** START Dataset entries **
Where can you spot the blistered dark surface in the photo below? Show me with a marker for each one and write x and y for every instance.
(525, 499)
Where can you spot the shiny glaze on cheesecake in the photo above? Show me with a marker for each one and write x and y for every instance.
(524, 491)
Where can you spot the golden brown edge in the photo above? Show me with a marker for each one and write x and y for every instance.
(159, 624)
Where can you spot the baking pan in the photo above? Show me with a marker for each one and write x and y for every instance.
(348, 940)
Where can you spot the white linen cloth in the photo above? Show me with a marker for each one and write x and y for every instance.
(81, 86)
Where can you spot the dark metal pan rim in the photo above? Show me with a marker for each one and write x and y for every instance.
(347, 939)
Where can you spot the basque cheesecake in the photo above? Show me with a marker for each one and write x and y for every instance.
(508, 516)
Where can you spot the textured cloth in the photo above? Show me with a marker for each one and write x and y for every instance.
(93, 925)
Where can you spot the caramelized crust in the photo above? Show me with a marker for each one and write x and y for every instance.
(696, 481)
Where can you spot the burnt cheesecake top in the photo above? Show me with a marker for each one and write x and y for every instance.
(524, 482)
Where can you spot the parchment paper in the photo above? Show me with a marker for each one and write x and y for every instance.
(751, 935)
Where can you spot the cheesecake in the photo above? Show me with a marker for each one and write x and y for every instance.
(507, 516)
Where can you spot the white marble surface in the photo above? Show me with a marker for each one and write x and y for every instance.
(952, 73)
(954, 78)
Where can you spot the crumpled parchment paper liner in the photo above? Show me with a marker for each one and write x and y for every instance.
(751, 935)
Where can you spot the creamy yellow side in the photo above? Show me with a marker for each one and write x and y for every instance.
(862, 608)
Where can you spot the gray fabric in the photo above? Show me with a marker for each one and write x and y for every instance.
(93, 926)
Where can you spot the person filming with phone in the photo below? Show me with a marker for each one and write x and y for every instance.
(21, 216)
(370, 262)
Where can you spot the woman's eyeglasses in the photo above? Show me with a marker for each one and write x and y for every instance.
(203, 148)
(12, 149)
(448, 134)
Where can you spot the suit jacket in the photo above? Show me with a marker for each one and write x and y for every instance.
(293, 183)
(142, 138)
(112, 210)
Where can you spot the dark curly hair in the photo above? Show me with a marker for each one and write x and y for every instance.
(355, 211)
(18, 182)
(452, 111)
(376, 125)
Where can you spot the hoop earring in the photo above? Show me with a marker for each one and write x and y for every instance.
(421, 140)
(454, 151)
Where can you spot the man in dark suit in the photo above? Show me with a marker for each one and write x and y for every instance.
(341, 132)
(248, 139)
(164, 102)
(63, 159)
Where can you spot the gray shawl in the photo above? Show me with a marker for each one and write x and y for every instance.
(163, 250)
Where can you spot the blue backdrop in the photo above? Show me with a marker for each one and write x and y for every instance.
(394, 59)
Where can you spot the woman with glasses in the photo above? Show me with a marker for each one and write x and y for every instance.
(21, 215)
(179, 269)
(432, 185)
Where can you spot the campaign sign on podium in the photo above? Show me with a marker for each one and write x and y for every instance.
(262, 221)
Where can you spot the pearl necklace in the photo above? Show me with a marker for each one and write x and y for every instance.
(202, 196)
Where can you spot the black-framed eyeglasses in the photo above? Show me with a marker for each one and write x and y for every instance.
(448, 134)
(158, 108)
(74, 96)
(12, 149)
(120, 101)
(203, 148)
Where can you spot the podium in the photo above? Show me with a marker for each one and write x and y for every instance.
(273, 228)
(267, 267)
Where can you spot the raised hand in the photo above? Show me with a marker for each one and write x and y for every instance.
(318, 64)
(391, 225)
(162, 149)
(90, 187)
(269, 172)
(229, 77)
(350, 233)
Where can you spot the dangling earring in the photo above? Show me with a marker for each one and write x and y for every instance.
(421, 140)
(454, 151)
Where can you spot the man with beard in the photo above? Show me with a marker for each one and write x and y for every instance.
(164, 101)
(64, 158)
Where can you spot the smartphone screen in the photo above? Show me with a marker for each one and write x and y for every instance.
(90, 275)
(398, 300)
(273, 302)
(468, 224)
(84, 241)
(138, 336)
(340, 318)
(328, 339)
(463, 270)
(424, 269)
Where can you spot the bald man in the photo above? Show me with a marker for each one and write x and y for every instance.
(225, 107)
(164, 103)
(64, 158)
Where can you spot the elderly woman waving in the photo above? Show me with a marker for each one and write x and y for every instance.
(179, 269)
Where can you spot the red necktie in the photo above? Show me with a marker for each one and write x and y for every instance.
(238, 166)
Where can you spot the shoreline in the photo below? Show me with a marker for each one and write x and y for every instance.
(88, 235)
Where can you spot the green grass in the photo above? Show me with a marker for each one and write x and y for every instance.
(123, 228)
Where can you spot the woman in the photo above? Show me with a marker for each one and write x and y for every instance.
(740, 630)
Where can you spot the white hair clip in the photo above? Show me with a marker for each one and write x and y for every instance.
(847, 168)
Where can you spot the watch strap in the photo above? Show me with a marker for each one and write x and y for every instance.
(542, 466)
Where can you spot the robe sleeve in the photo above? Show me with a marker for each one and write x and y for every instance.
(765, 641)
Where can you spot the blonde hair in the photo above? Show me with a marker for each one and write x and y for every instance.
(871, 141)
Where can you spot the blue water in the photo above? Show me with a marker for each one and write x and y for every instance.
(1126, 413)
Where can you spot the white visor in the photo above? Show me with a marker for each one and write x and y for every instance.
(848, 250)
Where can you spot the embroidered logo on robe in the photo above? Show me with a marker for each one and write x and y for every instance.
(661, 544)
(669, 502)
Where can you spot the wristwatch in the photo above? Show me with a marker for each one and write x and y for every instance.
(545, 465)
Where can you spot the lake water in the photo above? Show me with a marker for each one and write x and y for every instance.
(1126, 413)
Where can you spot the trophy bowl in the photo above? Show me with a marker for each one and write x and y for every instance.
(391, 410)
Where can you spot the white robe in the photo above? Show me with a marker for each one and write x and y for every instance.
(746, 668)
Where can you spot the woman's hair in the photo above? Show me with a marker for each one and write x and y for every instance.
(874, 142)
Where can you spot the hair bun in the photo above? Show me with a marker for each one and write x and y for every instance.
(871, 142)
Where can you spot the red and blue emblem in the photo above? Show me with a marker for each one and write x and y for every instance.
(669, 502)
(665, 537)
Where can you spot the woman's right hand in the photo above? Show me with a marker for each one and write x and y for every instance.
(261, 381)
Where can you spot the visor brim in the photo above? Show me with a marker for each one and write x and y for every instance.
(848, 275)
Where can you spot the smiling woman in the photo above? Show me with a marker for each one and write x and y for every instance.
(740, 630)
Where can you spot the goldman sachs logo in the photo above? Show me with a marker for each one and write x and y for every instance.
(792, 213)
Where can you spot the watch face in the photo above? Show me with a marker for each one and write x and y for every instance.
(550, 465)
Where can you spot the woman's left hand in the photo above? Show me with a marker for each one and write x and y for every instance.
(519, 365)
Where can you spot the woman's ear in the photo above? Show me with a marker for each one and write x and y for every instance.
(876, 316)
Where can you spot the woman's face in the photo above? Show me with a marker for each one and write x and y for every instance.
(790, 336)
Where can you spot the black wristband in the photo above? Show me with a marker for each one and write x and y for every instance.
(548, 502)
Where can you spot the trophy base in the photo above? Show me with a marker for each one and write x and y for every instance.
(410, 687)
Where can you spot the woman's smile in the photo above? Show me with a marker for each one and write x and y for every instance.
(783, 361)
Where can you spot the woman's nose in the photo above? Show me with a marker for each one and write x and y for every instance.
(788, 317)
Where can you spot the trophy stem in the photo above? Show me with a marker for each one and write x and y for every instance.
** END Dataset entries **
The problem: Extract every line of the records above and reproduce each one verbatim.

Answer to this exercise:
Where can you spot the blistered dark surface in the photo below? Show me with a marker for each one and write x and y for every instance.
(525, 499)
Where can you spot the shiny glaze on cheesecake in the photo above? Show me with a marker for each one and write x and y for every instance.
(524, 491)
Where can you spot the golden brown edge in the photo above? Show me with a marker for each one and write x and y for every instance.
(159, 624)
Where can you spot the baking pan in the photo above? Show me with a marker for each one and write x and y for every instance.
(348, 940)
Where can you spot the white linen cloth in the photo above? Show me with a marker for each one and write x and y for every instance.
(81, 86)
Where can you spot the dark metal pan rim in the photo above? Show me with a marker for each one and write x and y for every instance.
(347, 939)
Where can you spot the basque cheesecake in the photo above? Show me with a marker for each one and write x and y for every instance.
(508, 516)
Where can you spot the textured cloth in the photo above? Show me with a marker for each one and write x and y for every instance.
(93, 925)
Where can you spot the caramelized crust in the photo above? Show me with a marker for each one and write x and y for every instance.
(696, 481)
Where can you spot the burnt cheesecake top in the photo above? Show me with a marker for each one and write x and y for every instance.
(524, 482)
Where can you spot the parchment paper in the photo above? Show me with a marker for each one and write x and y for every instance.
(751, 935)
Where can you spot the cheesecake in the photo above? Show me with a marker for each one and write x and y for every instance.
(507, 516)
Where can you spot the white marble surface in the photo above? Show me with a marker for each one and write x and y for every instance.
(952, 73)
(954, 78)
Where can you spot the crumpled parchment paper liner in the photo above? Show me with a marker for each one and write x and y for every instance.
(751, 935)
Where can you spot the creamy yellow side in the photo above? Show me with a marker for each one and write x and y for every instance.
(862, 608)
Where can you spot the gray fabric in the photo above? Show me with a marker for each one and write x and y for every instance.
(93, 926)
Where can you spot the person filming with phone in the photo below? Show me with a marker for each one and write x and y for every instance.
(21, 216)
(370, 262)
Where can you spot the woman's eyeglasses in the photo above? Show me with a marker for each one and write x and y for every instance.
(203, 148)
(12, 149)
(448, 134)
Where can you spot the suit jacket in the photo above? Show me with a marker for each one and write x and y for every instance.
(293, 183)
(142, 138)
(112, 210)
Where can you spot the dark curly hair in the photo above? Show me with a marker for each one and write x and y for every instance.
(355, 211)
(18, 182)
(452, 111)
(376, 125)
Where can you spot the hoop earring in the photo above? Show me with a marker for each one and write x and y for every instance.
(421, 140)
(454, 151)
Where can you spot the man in dark suit in the photo above? Show me with a marker for each one and write x and y for every instance.
(341, 132)
(248, 139)
(164, 102)
(63, 159)
Where can you spot the gray shawl in the photo above? Show me with a marker for each one and write x and y for every instance.
(163, 250)
Where can you spot the blue backdrop in the photo above? Show me with a marker for each one and write x and y for every instance.
(394, 59)
Where can you spot the woman with glasses in the photo above? Show me with a marker for each one and write x and y for every instance.
(21, 215)
(179, 269)
(432, 185)
Where can you spot the campaign sign on podium in the photo above? Show me with a marker for each one and write x and y for every instance.
(262, 221)
Where can you spot the pearl necklace in the photo above? Show me with a marker for each one and write x and y for every instance.
(202, 196)
Where can you spot the black-framed eyeglasses in the photo above? Show me with a marker for each one and write x and y for every instance.
(448, 134)
(158, 108)
(74, 96)
(12, 149)
(120, 101)
(203, 148)
Where can you spot the podium in the photo above? Show me with a marker for each one and write x and y for every instance.
(273, 228)
(267, 267)
Where can you spot the raised hand in the photo above? Show me with a marker for each one and write x and y for every instance.
(318, 64)
(391, 225)
(162, 149)
(90, 187)
(269, 172)
(229, 77)
(350, 233)
Where can you spot the dangling earring in the photo above? Show me with a marker for each one and write x and y for every instance.
(421, 140)
(454, 151)
Where can you spot the man with beard in the photo above? Show me with a marker for each one and write x and y for every instance.
(164, 101)
(64, 158)
Where can you spot the smartphone screen in the photo above? Show me with a marker for each one and write x and y for every instance.
(90, 275)
(398, 300)
(273, 302)
(468, 224)
(84, 241)
(138, 336)
(340, 318)
(328, 339)
(463, 270)
(424, 269)
Where can you spot the bald man in the photo above? Show me with a marker for each one and write x and y for every instance.
(225, 107)
(164, 103)
(64, 158)
Where can you spot the elderly woman waving in the photo above? Show me with a marker for each one and write x and y for every instance.
(179, 269)
Where can you spot the red necktie in the photo above? Show me with a marker for each one and write x and y for every instance.
(238, 166)
Where can you spot the shoreline in the photo below? Show me with a marker for each one and write x and y for every instance.
(88, 235)
Where can you spot the green grass in the photo above? Show me with a marker for each one and write x and y for every instance.
(123, 228)
Where can you spot the woman in the photo above? Show me with a marker for each one and write x and y for every instance.
(740, 630)
Where can you spot the white hair clip in the photo above? Show me with a marker for each one and write x and y for every instance.
(847, 168)
Where can you spot the watch strap in the photo above? Show me with a marker for each one and write x and y for every instance.
(542, 466)
Where can you spot the robe sleeve in the photo above? Show me with a marker for each one and write x and y for every instance.
(765, 641)
Where can you spot the blonde hair in the photo above? Show me with a marker for each one and write x and y for every instance.
(871, 141)
Where can you spot the blue water in the photo above? Show me with a marker for each one and write x and y for every instance.
(1126, 413)
Where can you spot the white visor in the photo above? Show me with a marker for each one and write x and y for every instance.
(848, 250)
Where can you spot the embroidered logo on robe in the photo above? Show me with a marker for each one and write x and y for every instance.
(661, 544)
(669, 502)
Where can you spot the wristwatch in the photo above? Show me with a marker for each one and write x and y for every instance.
(545, 465)
Where can you spot the lake water in the photo above? Show me with a marker for each one and write x and y for every instance.
(1126, 413)
Where can you spot the trophy bowl in the photo above? Show me with a marker for each one and write x and y for every instance.
(391, 410)
Where can you spot the white robe in the photo above? Show me with a marker for each one and write x and y for every instance.
(746, 668)
Where can you spot the woman's hair in the photo above? Show me with a marker for each one and write x and y for every instance.
(874, 142)
Where can you spot the hair bun in the photo above? Show me with a marker for each one and write x and y for every instance.
(871, 142)
Where can you spot the red and blue emblem in the photo above? Show me with a marker for each one and write x and y for every instance.
(669, 502)
(665, 537)
Where can you spot the woman's right hand in the photo above? Show me with a marker for each one and write x and y for every instance.
(261, 381)
Where can you spot the visor brim in the photo above? Show me with a marker for each one and write x and y for every instance.
(848, 275)
Where can you spot the smiling woman in the photo above? Show me with a marker for each one and write x and y for every instance.
(740, 630)
Where can you spot the goldman sachs logo in the photo above? Show me with a marker for each one and write x and y for every instance.
(792, 213)
Where can you spot the watch face in the photo above? Show me with a marker for each one and write x and y for every instance.
(550, 465)
Where can you spot the woman's left hand in the photo above? Show me with a marker for each one and write x and y for every instance.
(519, 365)
Where can you spot the woman's ear in the photo above? Show me with a marker for each one and write x and y for every instance.
(876, 316)
Where can you spot the woman's face in the photo above? Show me with a marker for each one and write x and y for every instance.
(790, 336)
Where can you spot the black wristband in the photo above? Show me with a marker for each one and write x and y for every instance.
(548, 502)
Where can you spot the trophy base in the photo above? Show me with a marker for each one and write x and y for every instance.
(410, 687)
Where can you spot the woman's smile in the photo above? Show me with a marker for each one and write x and y for every instance.
(783, 361)
Where can you spot the woman's nose in the photo above? Show me with a marker for each one and write x and y for every instance.
(788, 317)
Where can you spot the trophy stem in the photo above? Show me with a marker for each one and write x and y for every instance.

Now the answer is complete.